━━━ DATA RECORDS ━━━

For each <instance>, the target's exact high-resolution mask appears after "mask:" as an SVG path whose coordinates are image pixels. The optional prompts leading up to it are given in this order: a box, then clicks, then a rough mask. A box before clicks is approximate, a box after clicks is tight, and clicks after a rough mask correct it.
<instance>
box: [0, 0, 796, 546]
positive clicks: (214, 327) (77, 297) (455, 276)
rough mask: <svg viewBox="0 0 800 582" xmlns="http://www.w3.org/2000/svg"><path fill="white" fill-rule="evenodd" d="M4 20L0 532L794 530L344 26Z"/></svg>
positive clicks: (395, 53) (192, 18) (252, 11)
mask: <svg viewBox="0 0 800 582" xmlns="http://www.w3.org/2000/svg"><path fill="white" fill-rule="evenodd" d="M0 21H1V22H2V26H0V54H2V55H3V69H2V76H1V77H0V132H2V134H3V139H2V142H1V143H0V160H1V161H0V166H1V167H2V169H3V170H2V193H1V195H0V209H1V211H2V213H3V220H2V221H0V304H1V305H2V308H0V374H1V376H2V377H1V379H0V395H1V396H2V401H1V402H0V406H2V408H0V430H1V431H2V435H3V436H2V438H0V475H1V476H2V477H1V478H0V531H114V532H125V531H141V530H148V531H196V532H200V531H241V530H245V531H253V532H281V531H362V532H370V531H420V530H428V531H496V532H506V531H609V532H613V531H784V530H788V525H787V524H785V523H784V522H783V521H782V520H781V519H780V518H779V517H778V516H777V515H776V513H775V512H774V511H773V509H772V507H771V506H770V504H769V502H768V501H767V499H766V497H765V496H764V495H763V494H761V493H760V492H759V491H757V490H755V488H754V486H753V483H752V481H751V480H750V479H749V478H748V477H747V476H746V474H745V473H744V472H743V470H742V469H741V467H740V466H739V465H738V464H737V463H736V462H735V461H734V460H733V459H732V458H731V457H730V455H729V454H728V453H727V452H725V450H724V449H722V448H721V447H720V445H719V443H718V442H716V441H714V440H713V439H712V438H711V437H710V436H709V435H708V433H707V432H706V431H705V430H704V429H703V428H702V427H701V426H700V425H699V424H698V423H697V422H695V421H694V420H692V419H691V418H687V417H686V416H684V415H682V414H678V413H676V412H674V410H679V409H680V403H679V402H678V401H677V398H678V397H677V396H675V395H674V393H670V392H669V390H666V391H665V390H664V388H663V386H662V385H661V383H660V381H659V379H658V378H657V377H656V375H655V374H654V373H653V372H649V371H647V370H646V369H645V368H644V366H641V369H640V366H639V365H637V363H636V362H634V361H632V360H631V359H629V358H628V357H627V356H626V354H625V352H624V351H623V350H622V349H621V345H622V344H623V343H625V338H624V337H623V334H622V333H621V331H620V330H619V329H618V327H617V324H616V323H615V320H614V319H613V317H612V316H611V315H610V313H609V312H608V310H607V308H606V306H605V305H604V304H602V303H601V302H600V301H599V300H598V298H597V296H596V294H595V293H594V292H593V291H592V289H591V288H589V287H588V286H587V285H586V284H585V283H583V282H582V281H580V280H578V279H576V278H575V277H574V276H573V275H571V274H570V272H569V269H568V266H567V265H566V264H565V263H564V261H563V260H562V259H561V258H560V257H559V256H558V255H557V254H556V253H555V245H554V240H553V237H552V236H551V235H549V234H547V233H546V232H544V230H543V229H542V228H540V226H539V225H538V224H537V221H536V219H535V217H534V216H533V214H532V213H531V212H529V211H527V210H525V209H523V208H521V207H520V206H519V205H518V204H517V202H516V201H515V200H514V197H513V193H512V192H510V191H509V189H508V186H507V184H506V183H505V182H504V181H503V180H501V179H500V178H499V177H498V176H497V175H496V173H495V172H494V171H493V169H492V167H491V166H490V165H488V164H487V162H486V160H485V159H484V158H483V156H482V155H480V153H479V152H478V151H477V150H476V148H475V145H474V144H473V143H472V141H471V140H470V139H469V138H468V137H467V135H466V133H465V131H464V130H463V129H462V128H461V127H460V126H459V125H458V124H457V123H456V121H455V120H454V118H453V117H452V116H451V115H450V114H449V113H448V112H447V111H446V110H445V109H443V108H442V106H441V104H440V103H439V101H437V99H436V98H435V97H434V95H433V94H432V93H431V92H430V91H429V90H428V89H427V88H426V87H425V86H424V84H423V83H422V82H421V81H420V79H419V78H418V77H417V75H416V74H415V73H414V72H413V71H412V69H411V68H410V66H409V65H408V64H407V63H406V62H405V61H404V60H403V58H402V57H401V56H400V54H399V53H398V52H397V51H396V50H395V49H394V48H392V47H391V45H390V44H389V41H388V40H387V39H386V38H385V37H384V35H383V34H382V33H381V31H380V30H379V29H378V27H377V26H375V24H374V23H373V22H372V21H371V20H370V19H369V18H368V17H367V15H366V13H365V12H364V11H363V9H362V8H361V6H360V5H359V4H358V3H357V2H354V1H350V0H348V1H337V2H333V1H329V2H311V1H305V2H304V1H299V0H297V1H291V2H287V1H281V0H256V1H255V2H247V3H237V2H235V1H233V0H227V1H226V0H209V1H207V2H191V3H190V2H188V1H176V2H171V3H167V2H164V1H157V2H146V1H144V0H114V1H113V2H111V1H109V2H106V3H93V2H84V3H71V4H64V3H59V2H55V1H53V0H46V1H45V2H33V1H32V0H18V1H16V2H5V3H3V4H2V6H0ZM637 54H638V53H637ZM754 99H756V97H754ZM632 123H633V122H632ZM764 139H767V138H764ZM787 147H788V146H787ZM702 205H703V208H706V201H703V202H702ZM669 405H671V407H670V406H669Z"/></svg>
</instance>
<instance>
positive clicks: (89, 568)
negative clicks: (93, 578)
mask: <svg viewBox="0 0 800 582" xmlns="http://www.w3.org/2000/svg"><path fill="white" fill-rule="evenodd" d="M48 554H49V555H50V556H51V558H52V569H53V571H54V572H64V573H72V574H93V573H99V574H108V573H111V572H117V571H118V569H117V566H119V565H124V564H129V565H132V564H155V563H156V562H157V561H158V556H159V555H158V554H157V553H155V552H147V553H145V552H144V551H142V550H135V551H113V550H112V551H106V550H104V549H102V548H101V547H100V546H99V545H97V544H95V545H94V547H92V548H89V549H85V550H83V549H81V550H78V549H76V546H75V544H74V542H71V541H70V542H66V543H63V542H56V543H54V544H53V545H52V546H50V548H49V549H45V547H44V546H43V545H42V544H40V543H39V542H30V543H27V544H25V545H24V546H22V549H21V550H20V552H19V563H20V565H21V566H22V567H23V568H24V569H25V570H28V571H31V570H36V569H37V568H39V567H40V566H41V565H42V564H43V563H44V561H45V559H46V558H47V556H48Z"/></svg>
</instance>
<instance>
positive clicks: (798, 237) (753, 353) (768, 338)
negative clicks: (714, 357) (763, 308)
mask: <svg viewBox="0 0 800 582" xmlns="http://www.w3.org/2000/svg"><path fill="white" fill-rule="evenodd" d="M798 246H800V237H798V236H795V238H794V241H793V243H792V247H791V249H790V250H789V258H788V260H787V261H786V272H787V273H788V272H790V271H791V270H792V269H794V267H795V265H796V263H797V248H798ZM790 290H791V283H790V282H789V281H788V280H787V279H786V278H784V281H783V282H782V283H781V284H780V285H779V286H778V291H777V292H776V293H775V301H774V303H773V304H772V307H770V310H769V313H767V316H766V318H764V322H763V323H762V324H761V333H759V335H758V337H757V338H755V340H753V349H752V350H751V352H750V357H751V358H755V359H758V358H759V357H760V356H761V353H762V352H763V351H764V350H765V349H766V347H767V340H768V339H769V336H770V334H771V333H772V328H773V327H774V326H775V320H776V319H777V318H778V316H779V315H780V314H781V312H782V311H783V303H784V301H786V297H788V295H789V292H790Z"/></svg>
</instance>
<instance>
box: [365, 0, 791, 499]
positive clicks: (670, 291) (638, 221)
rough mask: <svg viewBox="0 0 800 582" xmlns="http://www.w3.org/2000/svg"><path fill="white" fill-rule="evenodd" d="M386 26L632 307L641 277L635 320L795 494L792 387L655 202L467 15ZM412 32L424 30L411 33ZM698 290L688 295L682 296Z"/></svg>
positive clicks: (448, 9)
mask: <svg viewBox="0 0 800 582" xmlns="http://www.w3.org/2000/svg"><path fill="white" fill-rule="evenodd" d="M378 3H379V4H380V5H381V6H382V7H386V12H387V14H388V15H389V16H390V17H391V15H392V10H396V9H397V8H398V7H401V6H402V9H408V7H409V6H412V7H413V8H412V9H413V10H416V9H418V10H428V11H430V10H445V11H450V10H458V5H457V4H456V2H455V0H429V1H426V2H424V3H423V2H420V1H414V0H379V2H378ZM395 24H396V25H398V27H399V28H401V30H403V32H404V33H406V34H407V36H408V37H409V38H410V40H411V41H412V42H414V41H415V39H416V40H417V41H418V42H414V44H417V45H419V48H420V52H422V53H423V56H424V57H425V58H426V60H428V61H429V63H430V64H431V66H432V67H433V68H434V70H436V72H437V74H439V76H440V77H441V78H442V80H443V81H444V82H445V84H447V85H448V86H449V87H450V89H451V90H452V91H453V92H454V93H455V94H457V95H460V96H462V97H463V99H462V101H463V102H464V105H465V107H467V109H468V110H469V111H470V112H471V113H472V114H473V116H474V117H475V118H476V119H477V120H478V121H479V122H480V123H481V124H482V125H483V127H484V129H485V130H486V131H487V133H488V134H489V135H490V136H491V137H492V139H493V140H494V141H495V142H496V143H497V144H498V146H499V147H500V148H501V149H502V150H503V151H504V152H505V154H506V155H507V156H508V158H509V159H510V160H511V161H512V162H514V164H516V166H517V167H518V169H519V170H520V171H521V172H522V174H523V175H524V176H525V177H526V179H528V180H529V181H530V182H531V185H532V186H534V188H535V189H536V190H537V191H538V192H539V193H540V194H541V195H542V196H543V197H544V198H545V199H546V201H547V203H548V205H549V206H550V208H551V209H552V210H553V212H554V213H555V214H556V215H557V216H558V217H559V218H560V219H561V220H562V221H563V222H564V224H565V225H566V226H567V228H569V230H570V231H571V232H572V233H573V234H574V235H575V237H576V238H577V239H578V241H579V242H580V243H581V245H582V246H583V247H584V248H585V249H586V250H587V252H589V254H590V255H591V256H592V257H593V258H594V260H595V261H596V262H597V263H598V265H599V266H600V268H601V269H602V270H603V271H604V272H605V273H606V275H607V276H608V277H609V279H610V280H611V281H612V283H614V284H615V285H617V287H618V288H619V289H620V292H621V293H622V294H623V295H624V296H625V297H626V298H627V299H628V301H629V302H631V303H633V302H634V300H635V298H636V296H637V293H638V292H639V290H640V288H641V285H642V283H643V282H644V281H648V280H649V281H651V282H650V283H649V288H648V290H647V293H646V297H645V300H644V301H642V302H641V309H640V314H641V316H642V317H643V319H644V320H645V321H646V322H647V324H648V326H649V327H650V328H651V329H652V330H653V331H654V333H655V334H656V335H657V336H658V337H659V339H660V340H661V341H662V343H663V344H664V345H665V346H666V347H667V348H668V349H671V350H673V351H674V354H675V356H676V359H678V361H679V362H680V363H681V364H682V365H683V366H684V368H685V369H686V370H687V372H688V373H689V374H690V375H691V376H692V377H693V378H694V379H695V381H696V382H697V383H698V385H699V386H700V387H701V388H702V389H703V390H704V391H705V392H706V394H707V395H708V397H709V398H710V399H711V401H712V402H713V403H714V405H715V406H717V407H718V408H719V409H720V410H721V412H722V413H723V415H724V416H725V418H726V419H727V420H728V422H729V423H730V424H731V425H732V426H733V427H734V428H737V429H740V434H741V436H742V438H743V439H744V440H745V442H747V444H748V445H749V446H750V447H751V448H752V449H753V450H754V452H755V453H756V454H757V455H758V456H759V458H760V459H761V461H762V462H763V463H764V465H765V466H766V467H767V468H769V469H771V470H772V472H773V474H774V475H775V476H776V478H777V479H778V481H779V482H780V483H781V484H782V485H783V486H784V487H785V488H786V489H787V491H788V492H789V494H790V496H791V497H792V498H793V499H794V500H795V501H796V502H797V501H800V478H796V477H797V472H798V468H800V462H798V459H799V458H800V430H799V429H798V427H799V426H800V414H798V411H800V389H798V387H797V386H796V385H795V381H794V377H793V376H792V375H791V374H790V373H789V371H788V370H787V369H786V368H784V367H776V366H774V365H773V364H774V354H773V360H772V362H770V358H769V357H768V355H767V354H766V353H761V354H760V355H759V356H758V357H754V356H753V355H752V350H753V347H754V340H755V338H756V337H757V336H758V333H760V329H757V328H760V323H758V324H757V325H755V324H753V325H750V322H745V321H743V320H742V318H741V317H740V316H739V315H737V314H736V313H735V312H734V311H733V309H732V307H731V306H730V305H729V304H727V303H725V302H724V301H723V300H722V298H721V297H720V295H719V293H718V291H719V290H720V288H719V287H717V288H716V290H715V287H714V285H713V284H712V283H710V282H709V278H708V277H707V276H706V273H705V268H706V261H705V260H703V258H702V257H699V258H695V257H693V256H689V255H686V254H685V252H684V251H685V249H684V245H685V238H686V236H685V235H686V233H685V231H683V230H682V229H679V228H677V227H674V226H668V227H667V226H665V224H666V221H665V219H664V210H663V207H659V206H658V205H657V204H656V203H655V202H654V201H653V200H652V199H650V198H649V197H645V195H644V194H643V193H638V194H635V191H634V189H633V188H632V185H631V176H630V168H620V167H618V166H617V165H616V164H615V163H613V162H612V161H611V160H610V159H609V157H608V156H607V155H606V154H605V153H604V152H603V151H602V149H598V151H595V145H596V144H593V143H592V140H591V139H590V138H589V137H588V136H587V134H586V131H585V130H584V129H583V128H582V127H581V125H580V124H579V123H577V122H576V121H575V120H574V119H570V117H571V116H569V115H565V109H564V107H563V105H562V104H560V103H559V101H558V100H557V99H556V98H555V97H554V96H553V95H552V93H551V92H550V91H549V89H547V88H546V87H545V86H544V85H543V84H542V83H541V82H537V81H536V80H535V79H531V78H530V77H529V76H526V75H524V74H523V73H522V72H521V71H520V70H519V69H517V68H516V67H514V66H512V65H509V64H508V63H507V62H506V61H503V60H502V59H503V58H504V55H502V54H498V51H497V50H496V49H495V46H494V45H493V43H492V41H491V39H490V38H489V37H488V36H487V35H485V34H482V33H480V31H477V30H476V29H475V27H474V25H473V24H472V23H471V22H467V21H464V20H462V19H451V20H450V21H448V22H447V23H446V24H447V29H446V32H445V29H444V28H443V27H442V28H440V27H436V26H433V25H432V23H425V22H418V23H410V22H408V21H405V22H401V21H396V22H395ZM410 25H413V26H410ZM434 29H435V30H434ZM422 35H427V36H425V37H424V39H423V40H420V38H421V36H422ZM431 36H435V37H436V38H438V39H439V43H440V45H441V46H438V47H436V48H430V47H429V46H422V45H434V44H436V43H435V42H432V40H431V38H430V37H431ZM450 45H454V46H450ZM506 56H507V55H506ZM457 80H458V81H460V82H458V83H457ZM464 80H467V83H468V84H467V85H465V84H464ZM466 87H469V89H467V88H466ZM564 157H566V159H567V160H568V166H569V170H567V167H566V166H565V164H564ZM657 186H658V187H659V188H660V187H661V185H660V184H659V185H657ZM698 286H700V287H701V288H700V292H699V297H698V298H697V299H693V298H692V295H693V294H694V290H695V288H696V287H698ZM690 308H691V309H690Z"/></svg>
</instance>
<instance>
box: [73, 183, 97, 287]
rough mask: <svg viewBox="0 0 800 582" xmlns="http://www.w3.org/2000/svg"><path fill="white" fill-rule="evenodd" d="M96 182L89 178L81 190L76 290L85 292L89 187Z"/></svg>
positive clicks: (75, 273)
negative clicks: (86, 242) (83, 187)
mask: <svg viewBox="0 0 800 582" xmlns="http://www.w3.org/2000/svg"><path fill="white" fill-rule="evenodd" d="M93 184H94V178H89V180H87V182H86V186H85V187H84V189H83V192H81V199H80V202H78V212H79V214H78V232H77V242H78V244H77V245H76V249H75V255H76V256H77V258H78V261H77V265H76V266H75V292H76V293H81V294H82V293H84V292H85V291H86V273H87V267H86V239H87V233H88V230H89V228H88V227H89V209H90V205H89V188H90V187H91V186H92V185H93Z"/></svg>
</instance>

━━━

== TO DO ==
Reproduce exactly, please, only the lines from the start of the data above to the line that contains "20L0 532L794 530L344", with both ends kept.

== PROBLEM SOLUTION ==
For each <instance>, the target's exact high-resolution mask appears after "mask:" as an SVG path whose coordinates are image pixels. The optional prompts leading up to it are given in this order: a box, then clicks, then a rough mask. A box before clicks is approximate, a box after clicks is tight, and clicks after a rough mask correct it.
<instance>
box: [0, 0, 796, 546]
positive clicks: (214, 327) (77, 297) (455, 276)
rough mask: <svg viewBox="0 0 800 582" xmlns="http://www.w3.org/2000/svg"><path fill="white" fill-rule="evenodd" d="M4 20L0 532L794 530L344 26Z"/></svg>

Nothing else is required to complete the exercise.